### Consigne
Prolongez l'article de dictionnaire consacré au verbe « eslever » à la suite de sa dernière phrase.

### Extrait source
──────────────────────────────

D'entendement eslevé : Car ceulx qui politiquez nous aprennent ont baillié conclusion que les hommez d'eslevé entendement sont habiles par don de nature a gouvernement et seigneurie, et les rudes qui ont leur vigour es forces corporeilles sont deputés et donnés a naturelle servitude, ainsi que le corps mortel est subgiet a l'esprit pardurable. (CHART., L. Esp., c.1429-1430, 72). Aussi, selon icelluy philozophe, les hommes de haulx et eslevez entendemens et vertueux sont naturellement inclinez et disposez à avoir povoir et seigneurie sur les autres. (BUEIL, II, 1461-1466, 188).

 

.

Eslever qqn sur qqn/qqc. "Rendre qqn supérieur à qqn/qqc." : Si fault par force dire que, s'ilz ont riens d'avance qui les eslieve sur vous, c'est hardement de courages, et, se vous avez riens qui soubz eulx vous deprime, c'est la multitude de voz pechiez qui convertit vostre cuer en fuye et laissez estaindre la lumiere de vostre gloire et destruire vostre seigneurie devant voz yeulx, sans remede y querir ne mectre, si non que la grace de Dieu y euvre de soy, a laquelle deservir vous metez petite peine, et ne povez en ce point longuement temporiser sans veoir decheoir le nom françois a vostre pardurable vitupere et malediction. (CHART., Q. inv., 1422, 19). Aussi est appellee foy la substance, c'est a dire le fondement dez choses esperables et l'argument des choses qui ne pevent apparoir par humaine rayson, pourtant qu'elle n'a point de pié ne de soustenue, en quoy elle se puisse fonder sur sens humain, maiz par les eles de ferme adhesion elle eslieve la credence de l'omme sur son propre savoir. (CHART., L. Esp., c.1429-1430, 87).

──────────────────────────────

(Entrées d'annotation par coordonnées)
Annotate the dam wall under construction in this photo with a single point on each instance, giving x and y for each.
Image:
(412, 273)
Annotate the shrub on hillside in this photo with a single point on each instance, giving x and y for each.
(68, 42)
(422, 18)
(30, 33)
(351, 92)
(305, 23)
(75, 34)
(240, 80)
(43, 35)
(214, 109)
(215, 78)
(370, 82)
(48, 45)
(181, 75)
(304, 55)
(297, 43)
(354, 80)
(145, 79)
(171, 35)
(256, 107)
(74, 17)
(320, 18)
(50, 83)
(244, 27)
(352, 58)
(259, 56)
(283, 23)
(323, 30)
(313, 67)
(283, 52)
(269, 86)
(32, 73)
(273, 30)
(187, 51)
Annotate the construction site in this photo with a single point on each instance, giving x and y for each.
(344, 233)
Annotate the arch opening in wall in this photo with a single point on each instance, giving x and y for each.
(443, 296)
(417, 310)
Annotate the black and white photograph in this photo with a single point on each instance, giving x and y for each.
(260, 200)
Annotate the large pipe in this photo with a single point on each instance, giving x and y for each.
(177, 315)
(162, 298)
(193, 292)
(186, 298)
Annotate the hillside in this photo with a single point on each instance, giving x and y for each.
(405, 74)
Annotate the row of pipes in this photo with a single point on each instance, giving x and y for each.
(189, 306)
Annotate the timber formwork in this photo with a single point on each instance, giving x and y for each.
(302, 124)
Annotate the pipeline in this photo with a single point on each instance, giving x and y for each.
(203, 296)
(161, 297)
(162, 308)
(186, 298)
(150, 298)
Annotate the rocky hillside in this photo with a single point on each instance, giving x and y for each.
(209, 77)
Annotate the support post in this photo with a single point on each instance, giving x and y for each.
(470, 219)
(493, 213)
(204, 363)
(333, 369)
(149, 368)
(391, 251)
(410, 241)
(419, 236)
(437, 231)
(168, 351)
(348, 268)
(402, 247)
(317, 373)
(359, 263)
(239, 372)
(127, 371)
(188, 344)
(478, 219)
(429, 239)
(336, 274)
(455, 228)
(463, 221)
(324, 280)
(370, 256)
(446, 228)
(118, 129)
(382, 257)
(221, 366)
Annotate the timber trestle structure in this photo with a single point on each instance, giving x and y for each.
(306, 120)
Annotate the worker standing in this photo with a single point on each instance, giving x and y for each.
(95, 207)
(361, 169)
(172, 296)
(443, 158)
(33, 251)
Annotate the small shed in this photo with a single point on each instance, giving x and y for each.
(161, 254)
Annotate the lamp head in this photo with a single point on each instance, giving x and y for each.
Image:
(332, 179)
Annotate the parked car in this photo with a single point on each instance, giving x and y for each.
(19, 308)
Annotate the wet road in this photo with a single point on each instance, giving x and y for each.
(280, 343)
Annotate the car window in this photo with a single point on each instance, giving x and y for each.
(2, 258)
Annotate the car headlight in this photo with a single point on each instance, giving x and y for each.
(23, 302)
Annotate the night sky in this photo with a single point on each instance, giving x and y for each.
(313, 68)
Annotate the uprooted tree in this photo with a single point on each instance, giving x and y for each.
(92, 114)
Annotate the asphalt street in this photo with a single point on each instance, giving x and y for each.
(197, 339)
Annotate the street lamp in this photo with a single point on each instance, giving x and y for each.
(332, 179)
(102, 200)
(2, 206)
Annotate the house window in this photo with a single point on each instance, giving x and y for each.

──────────────────────────────

### Réponse
-

"Amener qqn (à la célébrité)" : ...predist ès Ytalles plusieurs choses, par lesquelles il fut eslevé en grant bruit et honneur. (SIMON DE PHARES, Astrol., c.1494-1498, f° 37 v°). Gerard l'Allement fut tantost après eslevé en bruit et en honneur, en court de Romme, pour les esmerveillables experiances qu'il monstra de sa science de astrologie (SIMON DE PHARES, Astrol., c.1494-1498, f° 92 r°).

 

-

Eslever qqn à + inf. "Redonner confiance à qqn et l'amener à" : Car esperance eslieve l'omme a esperer sur sa propre puissance par confidence de la divine bonté, et crainte le fait retourner a doubter de soy mesmez par consideration de fraille nature. (CHART., L. Esp., c.1429-1430, 103).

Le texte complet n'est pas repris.